------ Selected passage

The flue gas treatment that was selected is selective catalytic reduction (SCR). A SCR system is the recommended control technology for the UK and the EU and is in use in more than seven RBLC records. SCR systems are the most developed and widely spread FGT technology and can remove 60-90 % of NOX from flue gases (Cooper and Alley, 2002). Selective non-catalytic reduction (SNCR) systems are also recommended to a great extent but the removal efficiency is lower (40-60 %), the operating temperature is higher (900 °C 1000 °C) and the technology is not as well developed and wide spread as the SCR (Cooper and Alley, 2002; Chaaban et al., 2004). Good combustion practices and control is the only way to reduce carbon monoxide (CO) emissions from coal-fired power plants. Proper practices and control will ensure complete or near complete combustion, which consequently reduces CO emissions.

The basis of the study was a hypothetical 3600 MW (six 600 MW units) power plant. The analysis was done over the time span of one production year, assuming 330 days of production, and it was assumed the power plant operates at 85 % capacity on average. It was further assumed that the air pollution control technologies operated at their full design control efficiency.

------------
------ Information shown

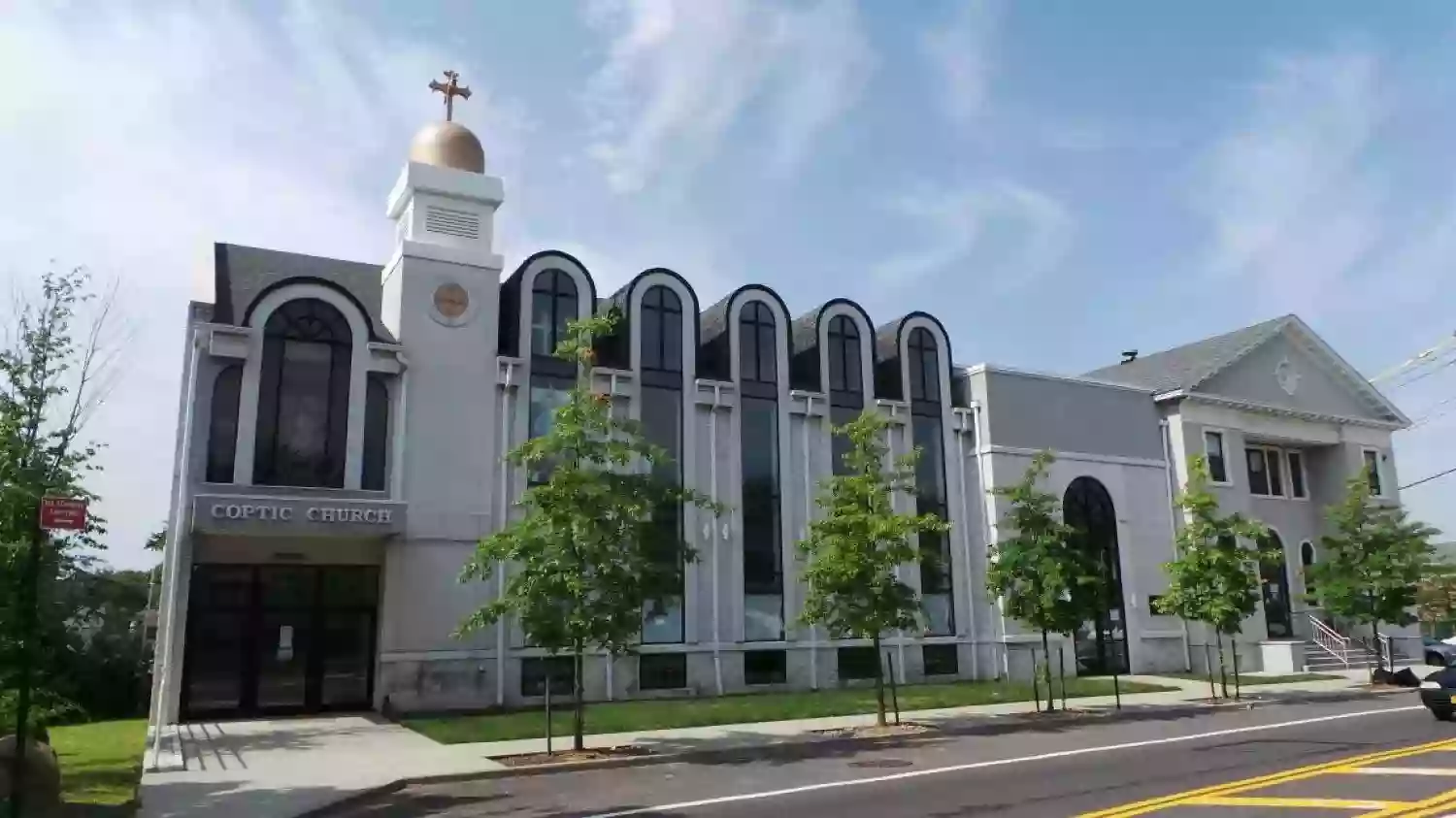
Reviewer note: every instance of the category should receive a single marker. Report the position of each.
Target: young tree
(1371, 565)
(855, 549)
(1210, 578)
(599, 538)
(50, 381)
(1044, 581)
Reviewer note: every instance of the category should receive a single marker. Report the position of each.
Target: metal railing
(1330, 639)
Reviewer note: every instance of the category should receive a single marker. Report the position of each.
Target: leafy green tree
(599, 538)
(1210, 578)
(855, 549)
(54, 360)
(1373, 561)
(1044, 579)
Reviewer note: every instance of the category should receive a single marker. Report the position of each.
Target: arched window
(221, 428)
(844, 373)
(925, 367)
(759, 451)
(303, 396)
(1278, 616)
(1088, 508)
(757, 352)
(661, 331)
(376, 433)
(553, 303)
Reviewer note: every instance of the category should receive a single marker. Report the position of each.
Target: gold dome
(447, 145)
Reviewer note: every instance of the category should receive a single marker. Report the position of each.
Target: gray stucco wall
(1254, 378)
(1039, 412)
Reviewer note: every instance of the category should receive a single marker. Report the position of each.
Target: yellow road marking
(1400, 770)
(1231, 788)
(1309, 802)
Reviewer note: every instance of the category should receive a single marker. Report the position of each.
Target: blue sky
(1057, 180)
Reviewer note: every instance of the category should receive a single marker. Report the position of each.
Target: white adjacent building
(343, 425)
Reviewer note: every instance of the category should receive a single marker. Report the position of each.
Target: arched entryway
(1278, 614)
(1088, 508)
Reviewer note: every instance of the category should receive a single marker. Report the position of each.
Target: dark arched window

------------

Parts of the exercise:
1. According to the flue gas treatment passage, why is selective non-catalytic reduction considered less favorable than selective catalytic reduction?
2. In the flue gas treatment passage, how many days of production per year does the analysis assume?
3. Resume the flue gas treatment passage, starting right after its final sentence.

Task-by-task outputs:
1. Selective non-catalytic reduction removes less NOX (40-60 % compared with 60-90 % for SCR). It also needs a higher operating temperature of 900 °C to 1000 °C, and it is not as well developed or as widespread as SCR.

2. 330 days.

3.
MATERIALS AND METHODES

The EEGECOST model

The EEGECOST model was developed to promote environmental accounting in south Africa. The EEGECOST model (Environmental Engineering Group environmental costing model) is based on the principles of the total cost assessment (TCA) environmental accounting system. The objective of the model is to fully understand the cost significance of environmental and human health related decisions, activities and consequences over the whole life cycle of a product or process. The structure of the model and consists of five steps for analysis (De Beer and Friend, 2005): (1) objective statement and scope of analysis, (2) life cycle assessment, (3) cost inventory, (4) impact assessment, and (5) document results and assumptions.

The model is a spreadsheet-based program and consists of pathways that the user must follow in specific analysis. These different pathways depend on the objective statement and scope of analysis, and the amount of data the user needs to acquire (De Beer and Friend, 2005).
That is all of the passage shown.